INSTRUCTION: Copy out every line of the records that contains the string "overcast", matching case exactly.

== PROVIDED DATA ==

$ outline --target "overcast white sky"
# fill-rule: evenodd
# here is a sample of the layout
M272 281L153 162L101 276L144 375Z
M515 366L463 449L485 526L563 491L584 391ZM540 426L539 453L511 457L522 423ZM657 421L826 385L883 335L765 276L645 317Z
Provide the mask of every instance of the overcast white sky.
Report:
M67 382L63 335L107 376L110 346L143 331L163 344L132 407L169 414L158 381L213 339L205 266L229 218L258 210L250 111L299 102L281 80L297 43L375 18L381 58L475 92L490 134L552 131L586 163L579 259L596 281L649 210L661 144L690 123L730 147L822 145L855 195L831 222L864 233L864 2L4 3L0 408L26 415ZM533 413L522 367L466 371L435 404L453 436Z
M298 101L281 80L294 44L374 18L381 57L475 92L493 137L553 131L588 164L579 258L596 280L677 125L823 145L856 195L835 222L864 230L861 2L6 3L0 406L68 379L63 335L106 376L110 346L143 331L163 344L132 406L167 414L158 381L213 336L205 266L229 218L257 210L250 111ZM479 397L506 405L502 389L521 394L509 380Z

===

FINAL RESULT:
$ outline --target "overcast white sky"
Provide the mask of every instance of the overcast white sky.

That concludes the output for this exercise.